* Begin DATASET ROWS *

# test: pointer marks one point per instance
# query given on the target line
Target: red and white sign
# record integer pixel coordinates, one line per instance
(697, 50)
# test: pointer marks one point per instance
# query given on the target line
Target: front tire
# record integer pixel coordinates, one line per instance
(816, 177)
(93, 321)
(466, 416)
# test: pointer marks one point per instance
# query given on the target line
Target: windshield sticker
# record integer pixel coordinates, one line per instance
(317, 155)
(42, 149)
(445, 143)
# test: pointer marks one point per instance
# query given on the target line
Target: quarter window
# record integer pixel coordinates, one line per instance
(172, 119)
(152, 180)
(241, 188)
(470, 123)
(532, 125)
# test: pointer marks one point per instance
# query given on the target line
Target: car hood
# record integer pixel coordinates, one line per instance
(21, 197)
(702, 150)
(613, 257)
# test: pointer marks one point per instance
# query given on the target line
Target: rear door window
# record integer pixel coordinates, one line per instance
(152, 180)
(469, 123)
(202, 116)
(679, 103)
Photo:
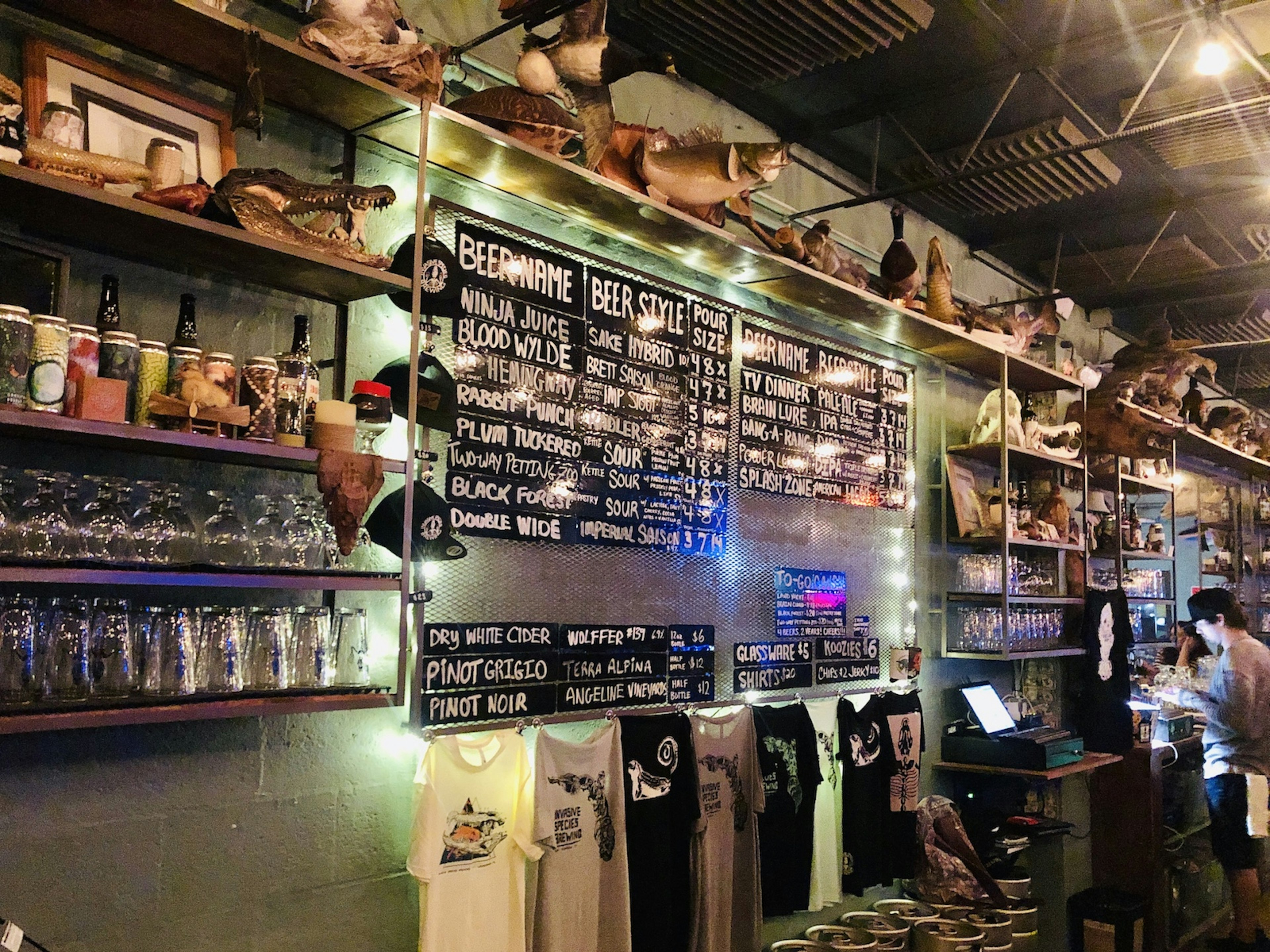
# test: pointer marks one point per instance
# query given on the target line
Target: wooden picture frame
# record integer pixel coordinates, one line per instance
(215, 158)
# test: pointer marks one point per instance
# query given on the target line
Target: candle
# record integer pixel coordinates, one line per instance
(336, 412)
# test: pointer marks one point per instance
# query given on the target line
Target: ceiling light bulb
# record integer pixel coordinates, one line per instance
(1213, 59)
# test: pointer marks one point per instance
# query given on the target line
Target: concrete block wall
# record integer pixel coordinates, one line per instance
(253, 834)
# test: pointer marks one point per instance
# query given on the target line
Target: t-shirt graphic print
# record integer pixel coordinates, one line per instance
(473, 833)
(662, 811)
(727, 904)
(790, 762)
(583, 900)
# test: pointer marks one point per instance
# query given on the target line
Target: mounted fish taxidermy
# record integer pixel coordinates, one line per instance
(697, 173)
(815, 248)
(578, 65)
(263, 201)
(535, 120)
(1019, 328)
(375, 37)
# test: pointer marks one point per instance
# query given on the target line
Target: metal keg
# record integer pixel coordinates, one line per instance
(844, 937)
(944, 936)
(1016, 889)
(995, 925)
(1023, 916)
(884, 928)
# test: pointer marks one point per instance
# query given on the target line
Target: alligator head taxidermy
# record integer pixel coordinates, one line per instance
(265, 202)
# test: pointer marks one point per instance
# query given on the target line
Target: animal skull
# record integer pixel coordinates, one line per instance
(989, 425)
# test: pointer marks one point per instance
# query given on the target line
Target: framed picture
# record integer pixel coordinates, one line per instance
(122, 112)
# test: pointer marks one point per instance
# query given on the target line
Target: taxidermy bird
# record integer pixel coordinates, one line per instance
(900, 274)
(578, 64)
(1194, 406)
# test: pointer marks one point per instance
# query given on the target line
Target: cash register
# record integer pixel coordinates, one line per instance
(996, 740)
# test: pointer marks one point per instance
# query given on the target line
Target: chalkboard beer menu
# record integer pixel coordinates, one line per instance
(492, 671)
(594, 407)
(821, 424)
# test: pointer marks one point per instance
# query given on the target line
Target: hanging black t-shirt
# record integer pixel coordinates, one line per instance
(1104, 715)
(790, 763)
(902, 716)
(865, 796)
(662, 810)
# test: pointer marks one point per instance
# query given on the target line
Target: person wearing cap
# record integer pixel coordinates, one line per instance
(1236, 750)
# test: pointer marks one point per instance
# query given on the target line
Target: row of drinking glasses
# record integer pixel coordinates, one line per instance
(69, 649)
(982, 575)
(1031, 629)
(54, 525)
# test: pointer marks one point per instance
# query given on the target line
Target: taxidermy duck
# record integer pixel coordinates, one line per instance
(578, 65)
(900, 274)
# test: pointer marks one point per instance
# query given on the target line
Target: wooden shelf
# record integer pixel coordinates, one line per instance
(995, 541)
(1090, 762)
(198, 579)
(160, 443)
(126, 228)
(1016, 599)
(1019, 457)
(1194, 444)
(1202, 930)
(191, 35)
(149, 711)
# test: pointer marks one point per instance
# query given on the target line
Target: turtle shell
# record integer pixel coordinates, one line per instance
(535, 120)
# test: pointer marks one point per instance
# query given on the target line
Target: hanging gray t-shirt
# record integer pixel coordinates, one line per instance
(728, 909)
(1238, 738)
(583, 903)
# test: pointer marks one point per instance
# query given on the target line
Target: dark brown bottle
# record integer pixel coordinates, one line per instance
(108, 309)
(187, 328)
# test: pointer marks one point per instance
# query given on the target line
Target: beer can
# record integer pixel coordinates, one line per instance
(82, 360)
(17, 332)
(46, 378)
(151, 378)
(219, 369)
(260, 379)
(181, 360)
(120, 360)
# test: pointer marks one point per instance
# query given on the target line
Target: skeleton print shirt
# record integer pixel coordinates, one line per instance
(902, 716)
(583, 902)
(659, 774)
(790, 762)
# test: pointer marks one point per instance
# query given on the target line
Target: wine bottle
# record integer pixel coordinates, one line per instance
(291, 391)
(108, 309)
(187, 327)
(303, 346)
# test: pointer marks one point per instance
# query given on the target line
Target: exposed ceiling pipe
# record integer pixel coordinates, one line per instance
(1090, 145)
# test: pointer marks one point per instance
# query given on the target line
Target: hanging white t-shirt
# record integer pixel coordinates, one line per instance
(827, 837)
(473, 832)
(728, 907)
(583, 903)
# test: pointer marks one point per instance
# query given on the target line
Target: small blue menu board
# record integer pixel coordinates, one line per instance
(811, 604)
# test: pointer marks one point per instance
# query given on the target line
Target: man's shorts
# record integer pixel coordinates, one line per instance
(1229, 811)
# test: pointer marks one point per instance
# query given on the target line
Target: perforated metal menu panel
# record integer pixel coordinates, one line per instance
(515, 581)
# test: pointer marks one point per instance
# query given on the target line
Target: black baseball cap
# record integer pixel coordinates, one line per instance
(439, 400)
(443, 279)
(432, 540)
(1207, 604)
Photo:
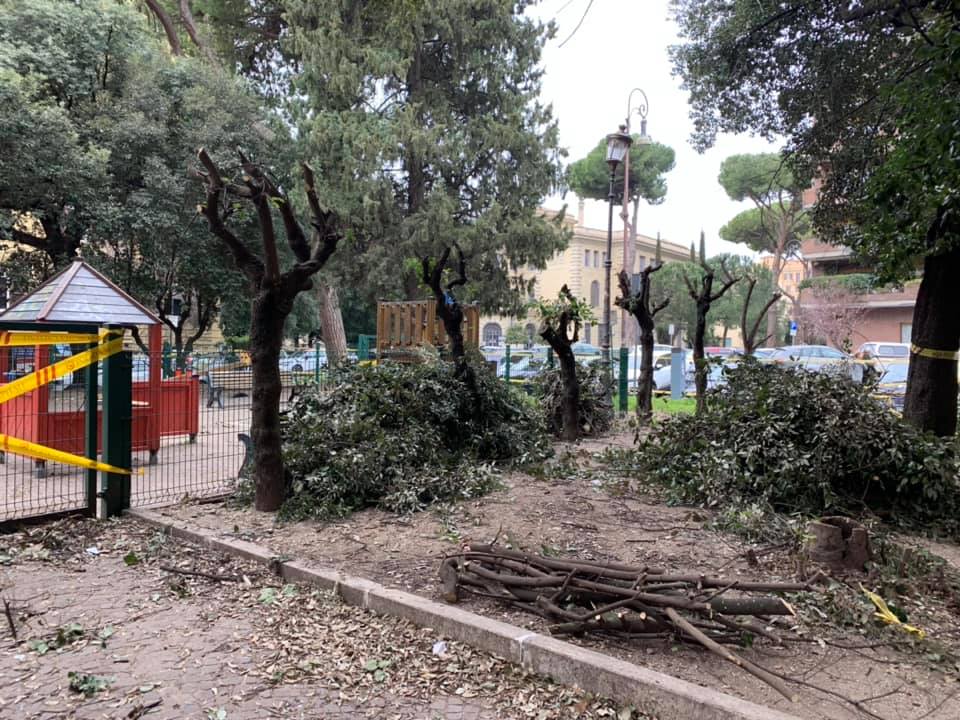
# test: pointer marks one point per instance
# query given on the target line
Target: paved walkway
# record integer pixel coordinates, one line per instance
(183, 646)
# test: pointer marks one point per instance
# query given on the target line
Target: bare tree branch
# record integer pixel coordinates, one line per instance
(190, 25)
(168, 28)
(251, 265)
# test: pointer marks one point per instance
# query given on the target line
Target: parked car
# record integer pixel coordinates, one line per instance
(892, 387)
(818, 358)
(883, 351)
(303, 361)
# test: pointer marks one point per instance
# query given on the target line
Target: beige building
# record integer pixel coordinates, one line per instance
(580, 267)
(792, 273)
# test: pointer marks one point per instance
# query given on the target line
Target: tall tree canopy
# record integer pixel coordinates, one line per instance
(96, 135)
(589, 177)
(776, 222)
(869, 103)
(427, 130)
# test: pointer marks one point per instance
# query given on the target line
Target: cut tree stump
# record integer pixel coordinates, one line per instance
(839, 542)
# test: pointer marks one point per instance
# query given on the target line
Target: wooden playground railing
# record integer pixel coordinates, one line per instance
(404, 326)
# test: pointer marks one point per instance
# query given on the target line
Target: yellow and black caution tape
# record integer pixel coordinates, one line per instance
(935, 354)
(42, 452)
(885, 614)
(30, 382)
(28, 339)
(112, 345)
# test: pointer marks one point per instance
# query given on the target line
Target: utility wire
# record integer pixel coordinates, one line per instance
(582, 18)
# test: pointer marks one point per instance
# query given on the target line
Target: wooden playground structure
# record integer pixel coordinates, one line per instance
(402, 327)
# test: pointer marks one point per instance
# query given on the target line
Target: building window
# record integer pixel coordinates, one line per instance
(531, 333)
(491, 334)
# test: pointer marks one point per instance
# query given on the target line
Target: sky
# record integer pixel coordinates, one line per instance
(620, 45)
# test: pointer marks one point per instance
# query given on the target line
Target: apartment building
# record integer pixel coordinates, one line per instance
(580, 267)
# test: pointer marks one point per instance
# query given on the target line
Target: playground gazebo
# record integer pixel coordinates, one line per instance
(79, 294)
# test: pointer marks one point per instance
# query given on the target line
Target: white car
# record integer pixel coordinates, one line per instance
(883, 351)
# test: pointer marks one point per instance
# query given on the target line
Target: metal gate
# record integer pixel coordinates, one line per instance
(65, 403)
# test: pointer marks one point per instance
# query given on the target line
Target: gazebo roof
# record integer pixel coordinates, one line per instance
(78, 293)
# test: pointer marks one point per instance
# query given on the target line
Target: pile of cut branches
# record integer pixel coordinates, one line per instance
(635, 602)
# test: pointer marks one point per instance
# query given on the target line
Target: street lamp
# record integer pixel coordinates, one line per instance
(618, 148)
(628, 249)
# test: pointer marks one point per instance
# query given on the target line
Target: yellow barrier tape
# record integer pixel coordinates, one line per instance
(50, 373)
(935, 354)
(42, 452)
(886, 615)
(27, 339)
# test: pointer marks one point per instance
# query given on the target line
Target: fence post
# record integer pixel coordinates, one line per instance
(90, 427)
(117, 421)
(622, 386)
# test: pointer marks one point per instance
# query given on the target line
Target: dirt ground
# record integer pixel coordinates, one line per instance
(838, 672)
(115, 620)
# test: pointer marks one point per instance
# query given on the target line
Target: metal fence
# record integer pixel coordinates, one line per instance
(188, 435)
(185, 433)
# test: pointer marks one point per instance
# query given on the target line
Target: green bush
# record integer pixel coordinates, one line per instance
(596, 400)
(803, 442)
(403, 436)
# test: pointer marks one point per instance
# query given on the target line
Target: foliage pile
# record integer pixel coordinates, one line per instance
(803, 442)
(403, 436)
(595, 406)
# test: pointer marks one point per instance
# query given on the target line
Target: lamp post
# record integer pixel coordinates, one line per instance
(618, 147)
(628, 247)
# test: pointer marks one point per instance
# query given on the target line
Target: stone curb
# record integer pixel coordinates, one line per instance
(668, 697)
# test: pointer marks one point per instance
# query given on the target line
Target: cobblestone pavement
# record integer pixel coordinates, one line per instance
(188, 646)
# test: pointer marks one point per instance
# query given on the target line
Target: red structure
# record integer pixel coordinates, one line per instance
(79, 294)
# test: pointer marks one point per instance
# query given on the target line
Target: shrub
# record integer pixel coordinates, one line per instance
(403, 436)
(596, 402)
(804, 442)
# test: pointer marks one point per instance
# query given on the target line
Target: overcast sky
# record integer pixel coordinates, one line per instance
(622, 44)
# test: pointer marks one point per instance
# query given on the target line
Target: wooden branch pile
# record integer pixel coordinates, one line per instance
(579, 597)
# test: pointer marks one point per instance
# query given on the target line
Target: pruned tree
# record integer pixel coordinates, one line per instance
(749, 330)
(704, 297)
(832, 311)
(638, 304)
(778, 219)
(449, 309)
(881, 136)
(560, 327)
(273, 291)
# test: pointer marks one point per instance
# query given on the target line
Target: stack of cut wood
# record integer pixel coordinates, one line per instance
(579, 597)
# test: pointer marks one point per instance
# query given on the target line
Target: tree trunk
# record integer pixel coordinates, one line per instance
(931, 399)
(699, 356)
(331, 324)
(645, 381)
(772, 339)
(180, 360)
(570, 398)
(268, 314)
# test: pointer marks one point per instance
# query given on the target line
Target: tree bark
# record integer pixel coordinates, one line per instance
(331, 324)
(772, 339)
(268, 314)
(638, 305)
(168, 28)
(570, 399)
(931, 399)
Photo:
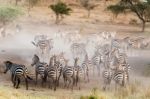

* End DATASET ROWS *

PROBLEM STATEMENT: List every line of the material above that contains the string "ceiling". Case counts.

WRITTEN RESPONSE:
Target: ceiling light bulb
Target: exposed ceiling pipe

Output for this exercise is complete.